◆ **Tarefas**
a) Nos registros, da linha com "the gray sweatpants?" até o final deles, substitua "wooden" por "plastic" e reescreva esse trecho sem nenhuma outra alteração.
b) Dê continuidade ao texto sobre o uso do véu islâmico a partir da última frase apresentada.

◆ **Trecho para leitura**
□ □ □
A opção pelo véu - Por Mairakubik

“Aqui, as pessoas respeitam a mulher como ela é. Não tenho dúvida. Usar o véu é uma opção.” A opinião é de Isra al-Modallal, uma jornalista de 23 anos que acaba de se tornar porta-voz do Hamas, grupo que dirige o território palestino de Gaza.

Notícia no mundo inteiro nessa segunda-feira, ela começou o novo trabalho dizendo que seu foco será em direitos humanos. “A maioria das pessoas no mundo reconhece que os palestinos também são humanos então o mundo vai entender nossa mensagem como refugiados e pessoas que vivem sob um cerco”, afirmou. 

Divorciada e mãe de uma menina de 4 anos, Isra já foi chamada pela mídia israelense de “o novo rosto do terrorismo”. Para analistas internacionais, ela é uma tentativa do Hamas de ter uma face mais “amigável” para o Ocidente.

Questionada se o gênero seria um assunto central durante seu mandato, Isra respondeu que as mulheres palestinas já têm um papel ativo nas ruas, nas organizações e na mídia. “Eu não encontrei nenhuma dificuldade sendo uma mulher. Nós temos toda a liberdade que precisamos.”

A declaração, claro, é polêmica. Como bem sabemos, vivemos em um mundo hierárquico, em que a desigualdade entre homens e mulheres perpassa a maior parte das sociedades, inclusos aí os países árabes e o dito Ocidente, Estados Unidos e Europa. Nesse sentido, é difícil acreditar nela quando diz que não encontrou “nenhuma” dificuldade.

Mas, ao mesmo tempo, ter uma mulher, divorciada, que afirma usar o véu por opção, na posição de porta-voz do Hamas é um fato simbólico poderoso, que não pode passar batido. No mínimo, Isra vem para perturbar a percepção ocidental tão cristalizada de que as muçulmanas são pobres coitadas que sofrem com a opressão dos homens não “civilizados”.

“Mesmo que o véu seja proveniente de uma sociedade patriarcal e um símbolo de controle do corpo, as mulheres também utilizaram-no de uma maneira subversiva, própria e de forma a contestar o poder dos homens”, afirma a Dra. Azadeh Kian, socióloga e professora da Universidade Paris 7 – Diderot.

Kian* argumenta que, ao longo da história, as mulheres tiraram e colocaram o véu islâmico a depender de inúmeros fatores que não apenas a religiosidade. Um dos exemplos mais significativos dado por ela é o episódio conhecido como “A batalha do véu”, que ocorreu na Argélia em 1958. 

“Nesse ano”, conta, “os colonizadores franceses tentaram tirá-lo das mulheres argelinas, que só usavam um véu leve branco. Elas então transformaram-no em símbolo de resistência ao colonialismo francês e como técnica de camuflagem. Muitas que nunca haviam colocado o véu começaram a utilizá-lo. Elas argumentavam que não dizia respeito à De Gaulle ou à França dizerem como deveriam se libertar”.
□ □ □
◆ **Registros extraídos**
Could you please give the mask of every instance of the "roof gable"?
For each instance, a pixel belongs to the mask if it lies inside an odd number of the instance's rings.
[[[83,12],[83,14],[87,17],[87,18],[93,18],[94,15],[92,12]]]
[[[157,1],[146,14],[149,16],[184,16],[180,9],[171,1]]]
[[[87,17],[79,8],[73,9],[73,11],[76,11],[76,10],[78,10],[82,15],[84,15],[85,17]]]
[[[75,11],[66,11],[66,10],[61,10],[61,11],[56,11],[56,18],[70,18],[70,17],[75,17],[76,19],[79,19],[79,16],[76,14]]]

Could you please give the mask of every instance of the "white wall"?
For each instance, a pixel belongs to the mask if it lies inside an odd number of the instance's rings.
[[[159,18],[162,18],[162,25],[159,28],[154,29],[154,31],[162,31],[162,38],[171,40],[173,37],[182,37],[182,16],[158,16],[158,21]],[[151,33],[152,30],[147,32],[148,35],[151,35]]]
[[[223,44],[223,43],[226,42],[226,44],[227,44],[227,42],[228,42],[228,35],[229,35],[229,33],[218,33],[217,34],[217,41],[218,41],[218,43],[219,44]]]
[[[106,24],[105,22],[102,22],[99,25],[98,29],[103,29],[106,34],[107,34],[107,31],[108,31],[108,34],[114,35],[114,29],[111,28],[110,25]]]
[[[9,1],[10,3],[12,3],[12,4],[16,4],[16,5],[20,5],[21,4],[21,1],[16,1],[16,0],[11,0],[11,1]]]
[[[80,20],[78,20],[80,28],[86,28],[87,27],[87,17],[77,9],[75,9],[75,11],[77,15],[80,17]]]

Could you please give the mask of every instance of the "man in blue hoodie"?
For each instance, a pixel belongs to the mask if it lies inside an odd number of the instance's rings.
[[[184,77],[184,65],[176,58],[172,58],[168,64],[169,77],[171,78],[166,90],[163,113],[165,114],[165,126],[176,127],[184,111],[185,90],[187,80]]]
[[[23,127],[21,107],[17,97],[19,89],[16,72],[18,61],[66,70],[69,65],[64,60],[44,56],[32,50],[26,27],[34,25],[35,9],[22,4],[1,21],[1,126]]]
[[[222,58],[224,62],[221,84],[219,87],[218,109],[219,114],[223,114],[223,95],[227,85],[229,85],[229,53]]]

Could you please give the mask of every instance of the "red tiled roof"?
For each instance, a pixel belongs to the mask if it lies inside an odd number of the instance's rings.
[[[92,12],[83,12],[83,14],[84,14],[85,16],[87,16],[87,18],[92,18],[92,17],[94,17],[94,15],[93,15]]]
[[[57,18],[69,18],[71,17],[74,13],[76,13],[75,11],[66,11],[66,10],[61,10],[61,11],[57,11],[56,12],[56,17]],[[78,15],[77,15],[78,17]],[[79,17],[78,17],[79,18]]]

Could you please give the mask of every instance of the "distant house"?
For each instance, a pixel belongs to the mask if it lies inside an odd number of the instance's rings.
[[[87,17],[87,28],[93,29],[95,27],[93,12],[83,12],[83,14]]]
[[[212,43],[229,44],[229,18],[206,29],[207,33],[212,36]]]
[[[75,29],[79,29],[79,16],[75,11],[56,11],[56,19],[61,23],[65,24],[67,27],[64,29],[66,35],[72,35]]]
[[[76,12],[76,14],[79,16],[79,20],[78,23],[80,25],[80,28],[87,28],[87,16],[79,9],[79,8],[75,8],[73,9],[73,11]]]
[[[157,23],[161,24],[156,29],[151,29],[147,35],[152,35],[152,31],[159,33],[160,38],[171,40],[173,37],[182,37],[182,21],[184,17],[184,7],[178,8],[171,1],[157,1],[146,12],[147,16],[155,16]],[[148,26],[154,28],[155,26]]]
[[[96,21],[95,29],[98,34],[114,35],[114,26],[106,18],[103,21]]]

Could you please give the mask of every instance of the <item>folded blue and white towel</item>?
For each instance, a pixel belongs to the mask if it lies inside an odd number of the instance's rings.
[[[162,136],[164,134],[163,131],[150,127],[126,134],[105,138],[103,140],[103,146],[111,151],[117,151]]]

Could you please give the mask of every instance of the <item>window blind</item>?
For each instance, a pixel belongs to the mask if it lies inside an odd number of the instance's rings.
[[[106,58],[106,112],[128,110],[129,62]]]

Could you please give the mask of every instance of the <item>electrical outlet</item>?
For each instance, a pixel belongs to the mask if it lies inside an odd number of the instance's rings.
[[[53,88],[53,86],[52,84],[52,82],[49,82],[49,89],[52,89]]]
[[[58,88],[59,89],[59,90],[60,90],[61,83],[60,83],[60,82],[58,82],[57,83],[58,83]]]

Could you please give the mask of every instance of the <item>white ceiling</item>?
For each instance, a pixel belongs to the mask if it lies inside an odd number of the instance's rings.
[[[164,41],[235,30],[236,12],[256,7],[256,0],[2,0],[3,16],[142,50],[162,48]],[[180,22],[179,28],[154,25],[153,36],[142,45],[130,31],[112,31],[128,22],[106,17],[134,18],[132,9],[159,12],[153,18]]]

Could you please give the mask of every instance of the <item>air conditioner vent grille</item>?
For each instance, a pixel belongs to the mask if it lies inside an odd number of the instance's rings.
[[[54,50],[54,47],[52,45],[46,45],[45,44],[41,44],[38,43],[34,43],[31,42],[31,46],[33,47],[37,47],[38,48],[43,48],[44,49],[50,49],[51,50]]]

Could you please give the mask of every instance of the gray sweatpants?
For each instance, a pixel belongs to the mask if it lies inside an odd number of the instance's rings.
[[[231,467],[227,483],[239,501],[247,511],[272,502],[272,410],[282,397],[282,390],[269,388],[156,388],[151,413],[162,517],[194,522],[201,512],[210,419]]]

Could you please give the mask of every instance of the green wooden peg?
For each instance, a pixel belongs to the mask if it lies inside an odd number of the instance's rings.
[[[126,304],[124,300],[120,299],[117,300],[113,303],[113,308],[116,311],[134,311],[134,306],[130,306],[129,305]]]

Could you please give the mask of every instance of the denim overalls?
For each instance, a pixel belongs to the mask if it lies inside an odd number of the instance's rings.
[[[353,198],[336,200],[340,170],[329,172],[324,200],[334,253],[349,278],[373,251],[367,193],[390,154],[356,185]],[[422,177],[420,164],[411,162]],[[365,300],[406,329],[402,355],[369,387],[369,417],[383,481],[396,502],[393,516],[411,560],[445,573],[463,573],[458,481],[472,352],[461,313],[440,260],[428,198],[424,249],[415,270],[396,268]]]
□ □ □
◆ **Resultados em ordem**
a)
Could you please give the mask of every instance of the gray sweatpants?
For each instance, a pixel belongs to the mask if it lies inside an odd number of the instance's rings.
[[[231,467],[227,483],[239,501],[247,511],[272,502],[272,410],[282,397],[282,390],[269,388],[156,388],[151,413],[162,517],[194,522],[201,512],[210,419]]]

Could you please give the mask of every instance of the green plastic peg?
For each instance, a pixel belongs to the mask if it lies inside an odd number of the instance's rings.
[[[126,304],[124,300],[120,299],[117,300],[113,303],[113,308],[116,311],[134,311],[134,306],[130,306],[129,305]]]

Could you please give the mask of every instance of the denim overalls?
For each instance, a pixel belongs to the mask if it lies inside an odd number of the instance's rings.
[[[353,198],[336,200],[340,170],[329,172],[324,200],[334,253],[349,278],[373,251],[367,193],[390,154],[356,185]],[[422,177],[420,164],[411,162]],[[365,300],[406,329],[402,355],[369,387],[369,417],[383,481],[396,502],[393,516],[411,560],[445,573],[463,573],[458,481],[472,352],[461,313],[440,260],[428,198],[424,249],[415,270],[396,268]]]

b)
Um movimento semelhante teria ocorrido após a invasão das tropas napoleônicas no Egito, quando o uso do véu cresceu rapidamente. Nesse período, as mulheres muçulmanas assistiram a seus direitos regredirem. Se antes elas podiam administrar sozinhas, mesmo após o casamento, suas próprias finanças e heranças, com a chegada europeia e a instalação de bancos, elas perderam sua existência legal. 

“Foi preciso esperar séculos para que elas pudessem manter a posse e gestão de seus próprios bens”, afirma Kian. “O mesmo ocorreu na África, onde, antes da ocupação, as mulheres participavam da política e perderam esse direito”.

Outra questão a ser lembrada é que o véu não é apenas islâmico. No Irã, país de origem de Kian, há práticas milenares de cobrir a cabeça que influenciaram, por exemplo, o judaísmo. Nessa época, o véu era proibido para as mulheres comuns, as que trabalhavam e as prostitutas. Só era permitido para aquelas oriundas de camadas superiores, tornando-se um símbolo de status social. Isso significava também uma proteção aos olhares alheios e curiosos, o que valia tanto para homens quanto para mulheres.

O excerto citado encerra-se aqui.